> [THINGS TO DO]:
1. Using the film article, explain in one to three sentences why João Antônio is connected to O Jogo da Vida.
2. From the film article, please output the passage that begins at the words "The film has" and stops after "Overbeck...Adélia (special participation)".

> [PAGE EXCERPT]:

::::::

O Jogo da Vida is a 1977 Brazilian drama film directed by Maurice Capovila. It is an adaptation of the short story Malagueta, Perus e Bacanaço, by João Antônio.

The film has as special guests the professional sinuca (Brazilian snooker game) players Carne Frita, Joaquinzinho (former Brazilian champion) and João Gaúcho. It features soundtrack by João Bosco and Aldir Blanc and musical direction by Radamés Gnatalli in his last work for cinema.

Cast 
 Lima Duarte...Malagueta
 Gianfrancesco Guarnieri...Perus
 Maurício do Valle...Bacanaço
 Jofre Soares...Lima (special participation)
 Myrian Muniz...Tonica (special participation)
 Martha Overbeck...Adélia (special participation)

::::::

> [DATASET ENTRIES]:
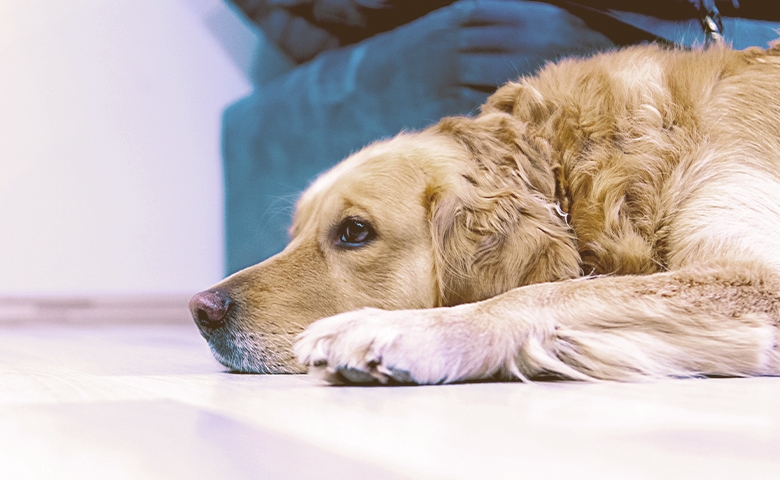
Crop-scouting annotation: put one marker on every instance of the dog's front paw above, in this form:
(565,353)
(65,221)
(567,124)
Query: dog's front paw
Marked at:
(370,345)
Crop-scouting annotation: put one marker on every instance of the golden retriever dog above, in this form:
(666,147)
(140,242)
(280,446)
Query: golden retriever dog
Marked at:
(611,218)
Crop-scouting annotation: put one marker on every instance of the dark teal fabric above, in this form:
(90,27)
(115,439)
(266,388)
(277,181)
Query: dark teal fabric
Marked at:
(309,116)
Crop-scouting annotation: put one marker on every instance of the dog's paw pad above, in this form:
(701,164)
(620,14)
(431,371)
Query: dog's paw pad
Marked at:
(400,376)
(353,375)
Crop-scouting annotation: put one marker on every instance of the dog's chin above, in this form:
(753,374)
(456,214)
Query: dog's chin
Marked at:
(246,353)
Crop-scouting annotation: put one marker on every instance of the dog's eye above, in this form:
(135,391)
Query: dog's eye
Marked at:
(354,232)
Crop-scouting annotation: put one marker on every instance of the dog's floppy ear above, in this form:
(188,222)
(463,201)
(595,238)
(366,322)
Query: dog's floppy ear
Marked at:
(495,226)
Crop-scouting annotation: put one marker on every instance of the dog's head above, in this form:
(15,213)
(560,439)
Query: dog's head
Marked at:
(457,213)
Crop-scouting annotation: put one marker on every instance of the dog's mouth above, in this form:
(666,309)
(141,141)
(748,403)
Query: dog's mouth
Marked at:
(263,348)
(247,352)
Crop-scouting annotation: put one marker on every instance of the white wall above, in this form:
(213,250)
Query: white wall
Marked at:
(110,169)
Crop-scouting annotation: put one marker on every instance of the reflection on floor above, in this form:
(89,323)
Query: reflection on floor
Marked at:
(148,401)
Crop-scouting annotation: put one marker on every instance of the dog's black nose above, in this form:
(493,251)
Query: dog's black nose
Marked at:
(210,308)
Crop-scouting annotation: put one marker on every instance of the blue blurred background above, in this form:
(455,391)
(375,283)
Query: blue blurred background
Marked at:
(151,146)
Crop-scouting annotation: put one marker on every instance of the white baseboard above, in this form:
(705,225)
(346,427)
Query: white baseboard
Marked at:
(95,309)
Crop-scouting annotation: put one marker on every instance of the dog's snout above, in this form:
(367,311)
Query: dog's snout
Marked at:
(209,308)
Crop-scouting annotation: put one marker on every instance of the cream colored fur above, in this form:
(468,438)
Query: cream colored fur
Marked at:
(612,218)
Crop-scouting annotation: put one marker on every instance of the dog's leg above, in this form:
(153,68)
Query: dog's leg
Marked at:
(709,320)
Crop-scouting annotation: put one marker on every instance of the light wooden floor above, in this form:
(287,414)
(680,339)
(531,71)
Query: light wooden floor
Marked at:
(148,401)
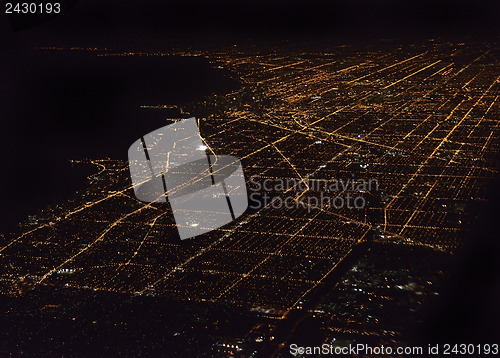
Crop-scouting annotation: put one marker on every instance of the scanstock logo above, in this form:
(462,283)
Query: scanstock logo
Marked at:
(205,191)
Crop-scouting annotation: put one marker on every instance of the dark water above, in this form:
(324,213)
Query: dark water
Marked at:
(62,105)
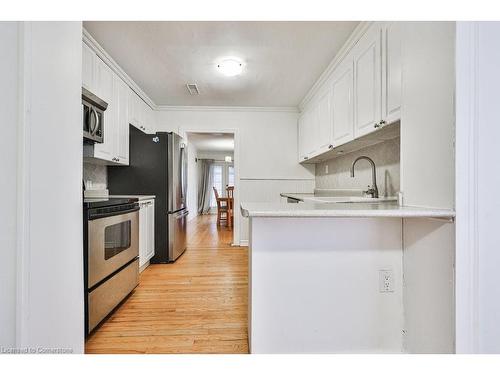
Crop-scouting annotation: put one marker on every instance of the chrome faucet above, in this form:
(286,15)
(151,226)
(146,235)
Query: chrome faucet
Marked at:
(373,190)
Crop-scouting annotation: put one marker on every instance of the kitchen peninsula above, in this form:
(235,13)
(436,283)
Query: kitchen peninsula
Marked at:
(327,278)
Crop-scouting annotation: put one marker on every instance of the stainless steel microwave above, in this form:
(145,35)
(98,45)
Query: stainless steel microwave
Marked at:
(93,117)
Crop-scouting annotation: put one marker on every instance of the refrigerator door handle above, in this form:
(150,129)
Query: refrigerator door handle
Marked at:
(182,214)
(181,170)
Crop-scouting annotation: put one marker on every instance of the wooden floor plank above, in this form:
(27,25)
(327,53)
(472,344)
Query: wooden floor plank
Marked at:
(196,305)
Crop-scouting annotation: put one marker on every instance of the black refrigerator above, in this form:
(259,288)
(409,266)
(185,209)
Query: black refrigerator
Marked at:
(157,166)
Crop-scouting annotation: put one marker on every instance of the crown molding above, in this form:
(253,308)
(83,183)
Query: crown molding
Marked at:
(103,55)
(346,48)
(226,108)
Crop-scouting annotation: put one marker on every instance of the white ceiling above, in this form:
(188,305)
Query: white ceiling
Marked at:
(212,141)
(282,59)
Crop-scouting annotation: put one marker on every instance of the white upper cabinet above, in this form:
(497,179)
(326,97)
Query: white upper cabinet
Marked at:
(104,89)
(140,114)
(324,127)
(122,150)
(342,103)
(363,93)
(303,136)
(88,68)
(367,81)
(98,78)
(391,72)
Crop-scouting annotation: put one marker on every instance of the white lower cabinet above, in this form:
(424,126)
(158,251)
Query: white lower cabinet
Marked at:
(146,231)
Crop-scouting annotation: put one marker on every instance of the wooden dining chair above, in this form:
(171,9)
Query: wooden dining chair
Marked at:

::::::

> [RESPONSE LIST]:
1. O Jogo da Vida is an adaptation of João Antônio's short story Malagueta, Perus e Bacanaço.

2.
The film has as special guests the professional sinuca (Brazilian snooker game) players Carne Frita, Joaquinzinho (former Brazilian champion) and João Gaúcho. It features soundtrack by João Bosco and Aldir Blanc and musical direction by Radamés Gnatalli in his last work for cinema.

Cast 
 Lima Duarte...Malagueta
 Gianfrancesco Guarnieri...Perus
 Maurício do Valle...Bacanaço
 Jofre Soares...Lima (special participation)
 Myrian Muniz...Tonica (special participation)
 Martha Overbeck...Adélia (special participation)